WHAT YOU NEED TO DO ->
Working from the records below, repeat exactly the lines starting at the line that contains "Exercise. Spot the ant pair" and ending at the line that contains "Exercise. Spot the red", inclusive.

LISTED ENTRIES ->
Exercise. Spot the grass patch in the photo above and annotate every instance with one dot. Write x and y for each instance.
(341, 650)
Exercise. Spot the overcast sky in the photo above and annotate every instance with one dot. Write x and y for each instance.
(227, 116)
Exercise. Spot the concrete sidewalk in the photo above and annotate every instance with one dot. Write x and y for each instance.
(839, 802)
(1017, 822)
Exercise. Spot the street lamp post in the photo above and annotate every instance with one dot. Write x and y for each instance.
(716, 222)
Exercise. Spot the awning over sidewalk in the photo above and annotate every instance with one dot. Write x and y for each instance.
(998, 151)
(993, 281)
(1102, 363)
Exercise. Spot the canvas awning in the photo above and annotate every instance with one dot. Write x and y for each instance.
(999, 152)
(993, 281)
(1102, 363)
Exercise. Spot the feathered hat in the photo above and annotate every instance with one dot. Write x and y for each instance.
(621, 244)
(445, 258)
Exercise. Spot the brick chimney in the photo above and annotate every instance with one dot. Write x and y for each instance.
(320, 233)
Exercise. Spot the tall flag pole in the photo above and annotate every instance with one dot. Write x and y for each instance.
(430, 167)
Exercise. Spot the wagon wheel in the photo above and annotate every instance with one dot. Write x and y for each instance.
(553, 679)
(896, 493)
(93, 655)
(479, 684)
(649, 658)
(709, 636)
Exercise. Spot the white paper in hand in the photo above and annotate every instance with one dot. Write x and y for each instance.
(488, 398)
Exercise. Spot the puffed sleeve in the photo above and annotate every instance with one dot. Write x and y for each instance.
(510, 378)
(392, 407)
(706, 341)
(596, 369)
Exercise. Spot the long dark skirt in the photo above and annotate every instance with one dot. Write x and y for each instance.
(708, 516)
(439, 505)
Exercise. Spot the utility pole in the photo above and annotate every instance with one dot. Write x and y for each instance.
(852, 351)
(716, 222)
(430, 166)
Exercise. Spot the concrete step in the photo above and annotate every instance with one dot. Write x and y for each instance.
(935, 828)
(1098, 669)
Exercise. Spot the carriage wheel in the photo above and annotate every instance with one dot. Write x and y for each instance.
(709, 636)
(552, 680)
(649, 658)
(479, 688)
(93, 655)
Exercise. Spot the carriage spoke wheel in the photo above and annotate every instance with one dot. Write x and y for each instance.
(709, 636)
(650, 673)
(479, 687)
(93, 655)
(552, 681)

==

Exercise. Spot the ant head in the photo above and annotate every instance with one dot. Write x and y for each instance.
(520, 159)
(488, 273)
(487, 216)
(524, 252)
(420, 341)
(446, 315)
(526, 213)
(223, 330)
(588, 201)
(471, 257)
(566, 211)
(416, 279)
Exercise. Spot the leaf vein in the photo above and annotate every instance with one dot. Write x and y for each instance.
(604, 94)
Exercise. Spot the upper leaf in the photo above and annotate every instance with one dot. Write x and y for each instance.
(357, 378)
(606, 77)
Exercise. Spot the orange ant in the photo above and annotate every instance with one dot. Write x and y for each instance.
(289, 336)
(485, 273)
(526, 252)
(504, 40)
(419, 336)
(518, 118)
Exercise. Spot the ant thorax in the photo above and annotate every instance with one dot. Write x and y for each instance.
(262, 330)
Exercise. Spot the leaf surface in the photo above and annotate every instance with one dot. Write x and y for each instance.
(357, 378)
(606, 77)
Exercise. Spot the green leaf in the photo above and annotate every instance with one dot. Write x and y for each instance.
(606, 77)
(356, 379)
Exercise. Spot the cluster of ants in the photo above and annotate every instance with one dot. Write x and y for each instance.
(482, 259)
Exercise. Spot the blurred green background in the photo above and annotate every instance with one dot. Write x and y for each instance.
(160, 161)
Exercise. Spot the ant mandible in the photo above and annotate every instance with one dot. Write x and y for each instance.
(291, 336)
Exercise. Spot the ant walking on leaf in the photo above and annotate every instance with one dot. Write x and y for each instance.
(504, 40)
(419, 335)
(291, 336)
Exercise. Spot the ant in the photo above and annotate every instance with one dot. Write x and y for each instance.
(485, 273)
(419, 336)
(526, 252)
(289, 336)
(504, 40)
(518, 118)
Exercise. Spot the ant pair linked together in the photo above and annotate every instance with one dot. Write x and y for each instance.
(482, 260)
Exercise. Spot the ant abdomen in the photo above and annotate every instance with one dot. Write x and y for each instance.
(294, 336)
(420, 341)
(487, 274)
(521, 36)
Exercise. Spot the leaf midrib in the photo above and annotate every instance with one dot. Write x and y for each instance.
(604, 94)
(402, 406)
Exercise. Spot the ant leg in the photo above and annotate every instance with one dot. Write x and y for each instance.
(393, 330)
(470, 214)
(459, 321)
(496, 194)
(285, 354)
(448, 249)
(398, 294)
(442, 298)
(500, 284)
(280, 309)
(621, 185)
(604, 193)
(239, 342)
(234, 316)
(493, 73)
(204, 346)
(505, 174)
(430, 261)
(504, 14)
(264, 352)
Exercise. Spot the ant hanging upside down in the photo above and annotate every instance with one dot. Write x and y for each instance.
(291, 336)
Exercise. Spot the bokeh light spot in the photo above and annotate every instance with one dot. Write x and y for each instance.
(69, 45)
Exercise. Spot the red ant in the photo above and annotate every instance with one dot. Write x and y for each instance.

COMPLETED TASK ->
Exercise. Spot the ant pair linked together in the photo above and annotate every instance with one dot. Write x and y for each instance.
(482, 260)
Exercise. Spot the ant abdomen in the photo above and annotate every instance with one dot. Write x and y for each instance.
(294, 336)
(420, 341)
(487, 274)
(521, 36)
Exercise. Spot the leaf midrib in the photo above and annotate every instance with one dot. Write x and y for each instance.
(604, 94)
(402, 406)
Exercise. Spot the ant leg in the photo above and annotate every instance with one dot. Write x and y for each instance.
(393, 330)
(470, 214)
(459, 321)
(496, 194)
(285, 354)
(448, 249)
(398, 294)
(442, 298)
(500, 284)
(280, 309)
(621, 185)
(604, 193)
(239, 342)
(234, 316)
(493, 73)
(204, 346)
(505, 174)
(430, 261)
(504, 14)
(264, 352)
Exercise. Spot the ant hanging upside down in the photo above and annotate every instance with one dot. Write x and y for each instance.
(291, 336)
Exercise. Spot the bokeh light spot in the photo above and annotate every instance with one dot. Write x and y for each instance.
(69, 45)
Exercise. Spot the red ant in the photo above and annotate every instance with one dot. Write x and y for each instance.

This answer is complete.